(Raw items)
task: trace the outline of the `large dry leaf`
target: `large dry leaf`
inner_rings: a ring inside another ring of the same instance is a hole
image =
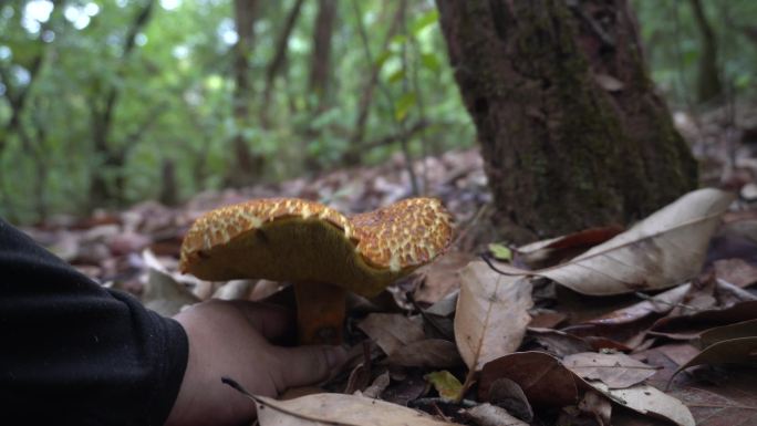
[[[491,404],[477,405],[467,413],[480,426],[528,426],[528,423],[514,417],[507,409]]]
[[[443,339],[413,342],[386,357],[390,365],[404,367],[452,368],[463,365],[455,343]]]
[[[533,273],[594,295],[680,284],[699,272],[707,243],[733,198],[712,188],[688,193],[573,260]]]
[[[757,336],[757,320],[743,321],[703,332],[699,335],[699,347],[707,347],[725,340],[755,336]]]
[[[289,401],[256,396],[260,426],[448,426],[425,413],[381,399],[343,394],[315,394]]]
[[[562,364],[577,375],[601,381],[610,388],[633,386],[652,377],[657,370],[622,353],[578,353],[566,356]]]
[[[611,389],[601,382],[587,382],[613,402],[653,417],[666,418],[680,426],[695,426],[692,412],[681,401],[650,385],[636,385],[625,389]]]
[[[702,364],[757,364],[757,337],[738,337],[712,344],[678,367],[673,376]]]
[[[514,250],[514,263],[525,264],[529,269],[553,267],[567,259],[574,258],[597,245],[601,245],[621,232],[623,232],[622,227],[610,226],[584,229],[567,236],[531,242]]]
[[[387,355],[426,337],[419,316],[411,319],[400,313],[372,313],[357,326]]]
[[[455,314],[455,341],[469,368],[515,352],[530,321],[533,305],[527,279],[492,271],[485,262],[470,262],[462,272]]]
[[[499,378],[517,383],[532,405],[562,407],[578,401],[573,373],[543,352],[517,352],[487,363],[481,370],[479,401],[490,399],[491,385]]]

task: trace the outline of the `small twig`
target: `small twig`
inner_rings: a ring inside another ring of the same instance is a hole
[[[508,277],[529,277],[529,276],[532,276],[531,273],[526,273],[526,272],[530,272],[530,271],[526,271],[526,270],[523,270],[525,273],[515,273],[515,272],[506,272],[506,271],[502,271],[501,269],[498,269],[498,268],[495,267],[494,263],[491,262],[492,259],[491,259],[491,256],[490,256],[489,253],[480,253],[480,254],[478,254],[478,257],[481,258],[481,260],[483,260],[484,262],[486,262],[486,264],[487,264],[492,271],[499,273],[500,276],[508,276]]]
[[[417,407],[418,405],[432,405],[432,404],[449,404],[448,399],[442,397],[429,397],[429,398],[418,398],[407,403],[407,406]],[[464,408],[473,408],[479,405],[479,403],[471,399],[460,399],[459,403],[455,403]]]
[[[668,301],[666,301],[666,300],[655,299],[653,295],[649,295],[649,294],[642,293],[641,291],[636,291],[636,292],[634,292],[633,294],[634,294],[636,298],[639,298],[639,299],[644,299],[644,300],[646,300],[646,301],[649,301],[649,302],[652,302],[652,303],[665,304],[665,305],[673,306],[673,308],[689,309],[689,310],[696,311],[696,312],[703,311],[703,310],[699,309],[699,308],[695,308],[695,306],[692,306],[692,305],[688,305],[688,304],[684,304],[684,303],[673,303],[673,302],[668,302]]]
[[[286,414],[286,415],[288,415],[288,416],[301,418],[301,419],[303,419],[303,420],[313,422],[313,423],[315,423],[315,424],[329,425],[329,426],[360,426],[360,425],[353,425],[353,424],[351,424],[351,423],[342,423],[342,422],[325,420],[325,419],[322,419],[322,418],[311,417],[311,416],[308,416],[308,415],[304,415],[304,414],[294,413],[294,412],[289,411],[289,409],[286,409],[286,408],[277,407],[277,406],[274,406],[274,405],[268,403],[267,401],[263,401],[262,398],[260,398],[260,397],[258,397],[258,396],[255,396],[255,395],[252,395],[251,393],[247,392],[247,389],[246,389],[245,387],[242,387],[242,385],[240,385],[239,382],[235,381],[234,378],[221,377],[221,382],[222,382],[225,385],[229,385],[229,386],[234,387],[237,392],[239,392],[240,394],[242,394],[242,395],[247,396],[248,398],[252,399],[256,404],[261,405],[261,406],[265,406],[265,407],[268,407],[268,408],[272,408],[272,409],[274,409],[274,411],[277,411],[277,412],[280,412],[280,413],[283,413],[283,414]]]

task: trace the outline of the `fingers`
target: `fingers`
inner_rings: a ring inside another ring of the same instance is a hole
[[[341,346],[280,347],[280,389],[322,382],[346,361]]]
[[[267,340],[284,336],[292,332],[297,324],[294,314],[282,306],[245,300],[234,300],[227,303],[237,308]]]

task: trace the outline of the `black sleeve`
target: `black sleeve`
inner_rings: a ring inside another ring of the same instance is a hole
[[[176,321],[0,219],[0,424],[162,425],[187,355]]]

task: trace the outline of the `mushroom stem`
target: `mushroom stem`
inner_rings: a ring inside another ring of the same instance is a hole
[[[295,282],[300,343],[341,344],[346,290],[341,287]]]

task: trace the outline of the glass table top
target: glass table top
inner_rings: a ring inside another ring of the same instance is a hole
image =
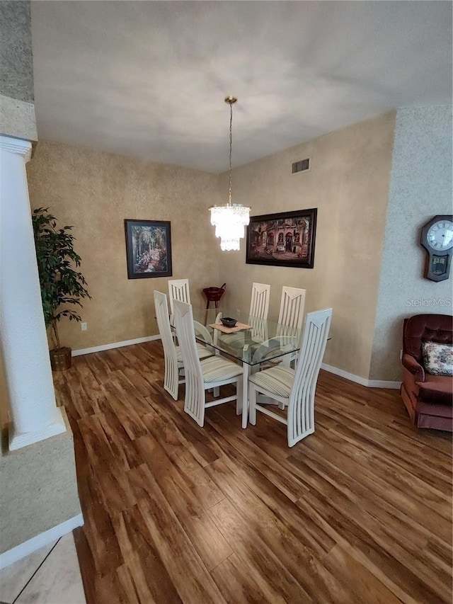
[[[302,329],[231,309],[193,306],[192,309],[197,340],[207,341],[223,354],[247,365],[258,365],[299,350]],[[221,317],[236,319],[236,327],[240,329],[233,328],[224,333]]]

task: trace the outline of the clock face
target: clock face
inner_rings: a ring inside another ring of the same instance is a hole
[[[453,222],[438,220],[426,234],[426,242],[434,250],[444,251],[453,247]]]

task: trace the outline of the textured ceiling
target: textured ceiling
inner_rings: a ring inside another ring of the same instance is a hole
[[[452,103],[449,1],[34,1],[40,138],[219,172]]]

--

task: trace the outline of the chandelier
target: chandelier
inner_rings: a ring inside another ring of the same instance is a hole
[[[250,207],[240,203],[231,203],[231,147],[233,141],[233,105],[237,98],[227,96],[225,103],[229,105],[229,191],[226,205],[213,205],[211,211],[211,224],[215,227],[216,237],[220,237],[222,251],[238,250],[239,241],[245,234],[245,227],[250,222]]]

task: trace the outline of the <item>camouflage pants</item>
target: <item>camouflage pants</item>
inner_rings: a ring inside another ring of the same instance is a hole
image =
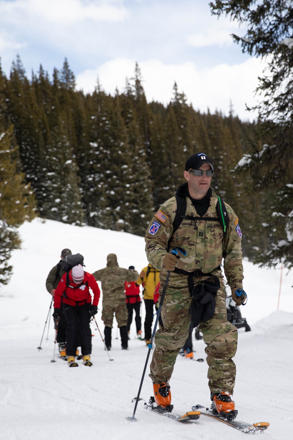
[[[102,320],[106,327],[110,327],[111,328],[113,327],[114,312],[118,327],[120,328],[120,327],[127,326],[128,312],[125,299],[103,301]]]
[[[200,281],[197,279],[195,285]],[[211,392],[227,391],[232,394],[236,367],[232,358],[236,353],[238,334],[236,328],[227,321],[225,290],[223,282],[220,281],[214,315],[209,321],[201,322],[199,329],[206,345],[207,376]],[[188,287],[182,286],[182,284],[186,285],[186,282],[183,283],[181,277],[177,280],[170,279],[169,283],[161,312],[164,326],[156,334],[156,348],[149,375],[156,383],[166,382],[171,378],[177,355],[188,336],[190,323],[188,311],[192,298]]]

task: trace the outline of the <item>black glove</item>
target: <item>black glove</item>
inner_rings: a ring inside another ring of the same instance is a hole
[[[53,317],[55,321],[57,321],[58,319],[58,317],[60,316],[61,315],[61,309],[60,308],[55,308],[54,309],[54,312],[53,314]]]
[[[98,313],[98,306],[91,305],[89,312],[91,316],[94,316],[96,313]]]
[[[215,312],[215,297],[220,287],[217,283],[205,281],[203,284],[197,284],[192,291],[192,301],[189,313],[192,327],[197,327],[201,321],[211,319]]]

- **WHAT TO PRODUCE**
Find every line in the items above that contains the string "stem", treating uppercase and lowercase as different, and copy each of those lines.

- **SOLUTION TO THE EXERCISE**
task: trace the outline of the `mushroom stem`
target: `mushroom stem`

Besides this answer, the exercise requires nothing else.